▸ Annotated coordinate records
══════════════════════════════
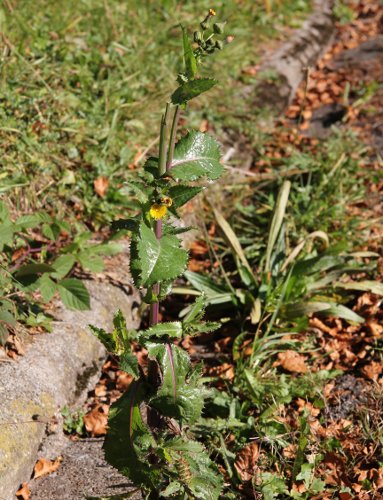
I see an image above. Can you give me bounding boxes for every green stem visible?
[150,103,170,325]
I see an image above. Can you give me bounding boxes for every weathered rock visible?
[0,254,139,500]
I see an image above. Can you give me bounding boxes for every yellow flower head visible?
[149,203,168,220]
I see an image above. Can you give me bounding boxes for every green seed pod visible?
[213,21,226,35]
[194,31,203,43]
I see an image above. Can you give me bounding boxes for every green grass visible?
[0,0,309,228]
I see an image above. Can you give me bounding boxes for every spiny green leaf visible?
[145,342,204,424]
[130,223,188,286]
[170,132,224,181]
[38,273,57,302]
[104,381,160,491]
[88,325,116,353]
[52,254,76,279]
[171,78,217,104]
[183,294,206,325]
[120,352,140,378]
[58,278,90,311]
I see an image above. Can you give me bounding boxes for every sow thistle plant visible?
[92,9,231,499]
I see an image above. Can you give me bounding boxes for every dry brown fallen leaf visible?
[234,442,259,481]
[93,175,109,198]
[16,483,31,500]
[278,350,307,373]
[33,457,62,479]
[84,404,109,437]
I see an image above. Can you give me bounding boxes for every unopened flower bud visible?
[213,22,226,35]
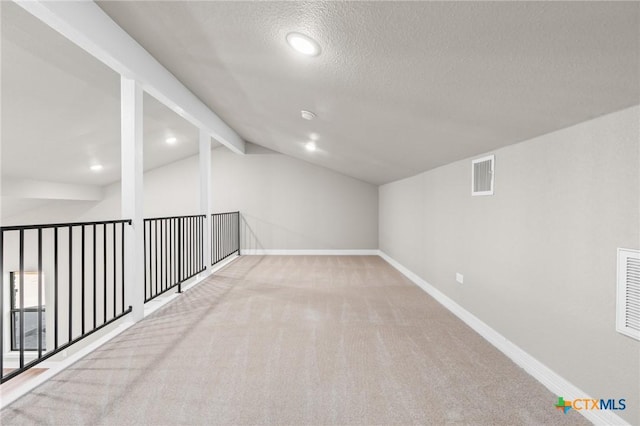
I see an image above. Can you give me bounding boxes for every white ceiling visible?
[1,2,219,185]
[98,1,640,184]
[0,1,640,185]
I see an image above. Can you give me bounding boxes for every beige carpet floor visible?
[0,256,588,425]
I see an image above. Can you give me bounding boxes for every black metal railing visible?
[144,215,206,303]
[211,212,240,266]
[0,220,131,383]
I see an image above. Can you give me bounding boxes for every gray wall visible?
[3,144,378,249]
[379,107,640,424]
[212,145,378,249]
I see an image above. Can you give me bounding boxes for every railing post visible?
[120,76,145,321]
[178,217,183,293]
[236,212,240,256]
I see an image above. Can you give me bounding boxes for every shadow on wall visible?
[240,214,264,250]
[240,213,342,250]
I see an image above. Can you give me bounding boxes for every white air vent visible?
[471,155,495,195]
[616,248,640,340]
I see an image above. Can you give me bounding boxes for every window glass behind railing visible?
[0,220,131,382]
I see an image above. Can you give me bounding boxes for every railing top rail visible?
[0,219,131,232]
[144,214,207,222]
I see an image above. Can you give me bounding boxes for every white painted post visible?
[200,129,211,276]
[120,76,144,321]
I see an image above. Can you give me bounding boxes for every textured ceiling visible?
[99,1,640,184]
[1,2,218,185]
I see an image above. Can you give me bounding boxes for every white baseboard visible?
[0,317,134,409]
[379,251,629,425]
[242,249,380,256]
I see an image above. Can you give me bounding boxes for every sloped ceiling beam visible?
[15,0,245,154]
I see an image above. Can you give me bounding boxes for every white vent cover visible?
[471,155,495,195]
[616,248,640,340]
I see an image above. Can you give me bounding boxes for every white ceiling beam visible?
[2,176,104,201]
[14,0,245,154]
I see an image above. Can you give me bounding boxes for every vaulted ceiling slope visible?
[99,1,640,184]
[0,1,219,187]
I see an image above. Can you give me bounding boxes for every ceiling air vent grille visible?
[471,155,495,195]
[616,249,640,340]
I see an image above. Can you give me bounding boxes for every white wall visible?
[3,144,378,249]
[379,107,640,424]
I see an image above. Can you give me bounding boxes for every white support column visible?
[120,76,144,321]
[200,129,211,276]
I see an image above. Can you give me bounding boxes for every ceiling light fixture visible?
[287,33,320,56]
[300,109,316,120]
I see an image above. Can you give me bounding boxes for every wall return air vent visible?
[471,155,496,195]
[616,248,640,340]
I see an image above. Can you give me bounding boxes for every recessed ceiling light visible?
══════════════════════════════
▸ Problem to solve
Convert the material into a Markdown table with a "Row" column numbering each entry and a "Line" column holding its text. Skip blank lines and leave out the pictures.

▸ Expected output
| Row | Line |
|---|---|
| 1 | I see an image above. Can you give me bounding boxes for every green stem visible? |
| 2 | [150,103,170,325] |
| 3 | I see an image above. Can you give me bounding boxes for every weathered rock visible? |
| 4 | [0,254,139,500] |
| 5 | I see an image above. Can you give me bounding boxes for every yellow flower head visible? |
| 6 | [149,203,168,220] |
| 7 | I see an image above. Can you give me bounding boxes for every green seed pod visible? |
| 8 | [213,21,226,35] |
| 9 | [194,31,203,43] |
| 10 | I see an image above. Can you give me bounding boxes for every green grass visible? |
| 11 | [0,0,309,228] |
| 12 | I see an image above. Can you give me bounding boxes for every spiny green leaf visible? |
| 13 | [145,342,204,424] |
| 14 | [130,223,188,286] |
| 15 | [170,132,224,181] |
| 16 | [38,273,57,302] |
| 17 | [104,381,160,491] |
| 18 | [88,325,116,353] |
| 19 | [52,254,76,279] |
| 20 | [171,78,217,104] |
| 21 | [183,294,206,325] |
| 22 | [120,352,140,378] |
| 23 | [58,278,90,311] |
| 24 | I see an image above. Can you give me bounding boxes for every sow thistle plant visible? |
| 25 | [92,9,231,499] |
| 26 | I see an image above. Can you give me bounding boxes for every dry brown fallen leaf visible? |
| 27 | [234,442,259,481] |
| 28 | [93,175,109,198] |
| 29 | [16,483,31,500] |
| 30 | [278,350,307,373] |
| 31 | [33,457,62,479] |
| 32 | [84,404,109,437] |
| 33 | I see an image above. Can you give me bounding boxes for every unopened flower bud visible? |
| 34 | [213,22,226,35] |
| 35 | I see an image above. Can you give me bounding boxes for every white ceiling visible? |
| 36 | [1,2,219,185] |
| 37 | [98,1,640,184] |
| 38 | [0,1,640,185] |
| 39 | I see an image above. Can you give me bounding boxes for every beige carpet floor visible? |
| 40 | [0,256,588,425] |
| 41 | I see an image above. Can you give me bounding boxes for every black metal railing visible? |
| 42 | [144,215,206,303] |
| 43 | [211,212,240,266] |
| 44 | [0,220,131,383] |
| 45 | I see an image above. Can you give me bounding boxes for every gray wall visible? |
| 46 | [3,144,378,249] |
| 47 | [379,107,640,424] |
| 48 | [212,145,378,249] |
| 49 | I see an image above. Can you give me bounding boxes for every railing post visible? |
| 50 | [120,76,145,321] |
| 51 | [178,217,183,293] |
| 52 | [236,212,240,256] |
| 53 | I see an image above. Can you give me bounding boxes for every shadow on wall visible? |
| 54 | [240,214,264,250] |
| 55 | [240,213,342,250] |
| 56 | I see an image above. Can you give me bounding boxes for every white air vent visible? |
| 57 | [471,155,495,195] |
| 58 | [616,248,640,340] |
| 59 | I see an image above. Can you give me bounding boxes for every window glass behind railing visible? |
| 60 | [0,220,131,382] |
| 61 | I see an image above. Can you give me bounding boxes for every railing top rail visible? |
| 62 | [0,219,131,232] |
| 63 | [144,214,207,222] |
| 64 | I see an image above. Can you give me bounding boxes for every white painted post visible? |
| 65 | [200,129,211,276] |
| 66 | [120,76,144,321] |
| 67 | I see an image above. Can you give me bounding boxes for every textured ceiling visible? |
| 68 | [99,1,640,184] |
| 69 | [1,2,218,185] |
| 70 | I see an image above. Can you give me bounding boxes for every white baseboard visible? |
| 71 | [0,317,134,409] |
| 72 | [379,251,629,425] |
| 73 | [242,249,380,256] |
| 74 | I see an image above. Can you give me bounding boxes for every sloped ceiling beam visible? |
| 75 | [15,0,245,154] |
| 76 | I see an image above. Can you give me bounding boxes for every white vent cover visible? |
| 77 | [471,155,495,195] |
| 78 | [616,248,640,340] |
| 79 | I see an image above. Can you give me bounding boxes for every white ceiling beam visible? |
| 80 | [2,176,104,201] |
| 81 | [14,0,245,154] |
| 82 | I see an image above. Can you give me bounding boxes for every vaulted ceiling slope visible? |
| 83 | [99,1,640,184] |
| 84 | [0,1,219,187] |
| 85 | I see an image above. Can you give me bounding boxes for every ceiling air vent grille visible? |
| 86 | [471,155,495,195] |
| 87 | [616,249,640,340] |
| 88 | I see an image above. Can you give me bounding boxes for every white wall visible? |
| 89 | [3,144,378,249] |
| 90 | [379,107,640,424] |
| 91 | I see an image above. Can you give me bounding boxes for every white support column visible? |
| 92 | [120,76,144,321] |
| 93 | [200,129,211,276] |
| 94 | I see an image above. Can you give me bounding boxes for every ceiling light fixture visible? |
| 95 | [287,33,320,56] |
| 96 | [300,109,316,120] |
| 97 | I see an image above. Can you give me bounding boxes for every wall return air vent visible? |
| 98 | [471,155,496,195] |
| 99 | [616,248,640,340] |
| 100 | I see an image above. Can you give me bounding boxes for every recessed ceiling light visible? |